» ISTRUZIONI:
1. Indica se ciascuna delle affermazioni seguenti concorda con la lettera ad AGCOM, rispondendo sì o no e citando alla lettera le parole decisive. (a) La lettera è indirizzata al Prof. Cardani. (b) Secondo la lettera, i rilievi della Commissione Europea sono stati resi noti da AGCOM. (c) Secondo la lettera, l'esigenza di trasparenza cresce con l'ampiezza del potere discrezionale.
2. Estrai dalla lettera ad AGCOM il brano che comincia con "Le scrivo a" e termina con "alla sua Autorità.".
3. Elenca tutte le espressioni che la lettera ad AGCOM riporta tra virgolette.

**** PASSO CITATO

Lettera ad AGCOM (con una richiesta)

Chiar.mo Prof. Cardani,

Le scrivo a pochi giorni dall’entrata in vigore del regolamento AGCOM a tutela del Diritto d’Autore in rete per farLe una specifica richiesta. Vorrei che Lei si impegnasse, a nome di AGCOM, a rispettare con grande rigore gli obblighi di trasparenza che sono imposti alla funzione amministrativa di garanzia che è affidata alla sua Autorità.

Vede Prof. Cardani, è proprio grazie alle reti di comunicazione elettronica su cui AGCOM deve vigilare che, come cittadini, ci siamo abituati ad un ampio potere di controllo e verifica. Persino i legislatori, quelli nostrani e quelli europei, hanno negli ultimi anni imposto rigorose regole di trasparenza a chi deve amministrare pubbliche funzioni. E l’esigenza di trasparenza è ovviamente  tanto più essenziale quanto più ampio è il potere discrezionale esercitato. Le Autorità amministrative indipendenti come AGCOM, proprio perché “indipendenti”, sono oggetto di particolari attenzioni sul punto (c’è addirittura una specifica direttiva) e la trasparenza e la pubblicità del loro operato è elemento essenziale di legittimità della loro azione. Nelle cose di internet è un’esigenza, se possibile, ancor più sentita. Quando l’Autorità da Lei presieduta rassicura che userà i propri poteri con “grande buon senso” e solo per i casi di violazioni “massive”, attestata ufficialmente l’ampia discrezionalità che AGCOM si è (auto) assegnata, rimettendo al buon senso i limiti degli interventi. Per valutare il buon senso, Lei concorderà con me, l’unico metro di giudizio può esser solo la verifica della concreta attuazione del regolamento. E l’efficacia di questa verifica sarà direttamente proporzionale al grado di trasparenza dell’operato dell’Autorità. Purtroppo nel Suo regolamento, e per la verità anche nel travagliato iter che ha portato all’approvazione (conosciamo i significativi rilievi e le richieste di chiarimento inviate dalla Commissione Europea solo grazie ad un blog inglese ), questo fondamentale aspetto pare esser stato totalmente dimenticato.

********
**** DATI MOSTRATI

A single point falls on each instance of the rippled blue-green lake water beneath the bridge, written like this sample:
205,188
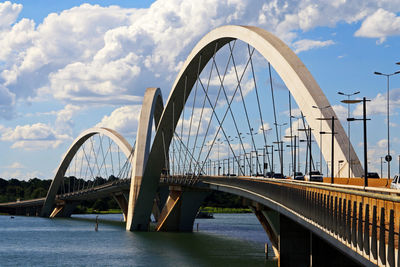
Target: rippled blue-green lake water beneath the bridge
227,240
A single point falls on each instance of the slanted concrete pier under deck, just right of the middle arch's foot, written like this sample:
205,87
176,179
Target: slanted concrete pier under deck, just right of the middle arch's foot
180,209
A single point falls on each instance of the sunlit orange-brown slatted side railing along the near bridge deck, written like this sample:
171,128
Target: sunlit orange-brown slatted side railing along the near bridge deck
366,220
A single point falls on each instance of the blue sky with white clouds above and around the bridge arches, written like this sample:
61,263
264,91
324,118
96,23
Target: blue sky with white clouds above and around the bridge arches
66,66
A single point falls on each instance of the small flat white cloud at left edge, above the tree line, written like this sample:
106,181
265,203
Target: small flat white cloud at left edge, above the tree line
37,136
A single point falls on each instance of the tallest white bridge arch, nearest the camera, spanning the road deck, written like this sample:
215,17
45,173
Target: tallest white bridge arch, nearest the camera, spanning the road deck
295,75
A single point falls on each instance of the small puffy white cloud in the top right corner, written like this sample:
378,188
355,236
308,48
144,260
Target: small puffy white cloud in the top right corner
380,24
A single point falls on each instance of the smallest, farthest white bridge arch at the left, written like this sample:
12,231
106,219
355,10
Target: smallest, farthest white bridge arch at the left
73,149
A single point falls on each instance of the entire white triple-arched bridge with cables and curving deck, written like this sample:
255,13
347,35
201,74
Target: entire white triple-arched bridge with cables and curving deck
212,134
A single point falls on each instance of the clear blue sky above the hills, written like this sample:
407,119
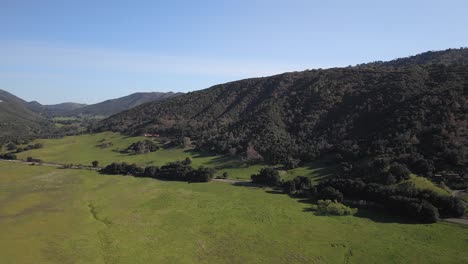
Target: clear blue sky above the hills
89,51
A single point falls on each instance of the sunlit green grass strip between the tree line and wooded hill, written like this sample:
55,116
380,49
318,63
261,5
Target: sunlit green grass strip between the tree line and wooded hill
84,149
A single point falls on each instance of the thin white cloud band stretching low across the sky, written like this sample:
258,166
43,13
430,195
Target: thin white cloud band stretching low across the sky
43,55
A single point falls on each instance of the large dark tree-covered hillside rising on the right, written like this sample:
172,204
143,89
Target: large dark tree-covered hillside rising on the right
412,109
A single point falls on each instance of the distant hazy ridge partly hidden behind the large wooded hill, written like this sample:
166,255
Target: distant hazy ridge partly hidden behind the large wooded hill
114,106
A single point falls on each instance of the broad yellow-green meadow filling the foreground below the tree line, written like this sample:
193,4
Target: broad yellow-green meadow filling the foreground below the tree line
51,215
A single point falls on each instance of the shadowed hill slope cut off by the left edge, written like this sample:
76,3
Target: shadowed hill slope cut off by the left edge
17,121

********

» RISULTATI:
1.
(a) Sì: "Chiar.mo Prof. Cardani,"
(b) No: "conosciamo i significativi rilievi e le richieste di chiarimento inviate dalla Commissione Europea solo grazie ad un blog inglese"
(c) Sì: "tanto più essenziale quanto più ampio è il potere discrezionale esercitato"

2.
Le scrivo a pochi giorni dall’entrata in vigore del regolamento AGCOM a tutela del Diritto d’Autore in rete per farLe una specifica richiesta. Vorrei che Lei si impegnasse, a nome di AGCOM, a rispettare con grande rigore gli obblighi di trasparenza che sono imposti alla funzione amministrativa di garanzia che è affidata alla sua Autorità.

3.
- “indipendenti”
- “grande buon senso”
- “massive”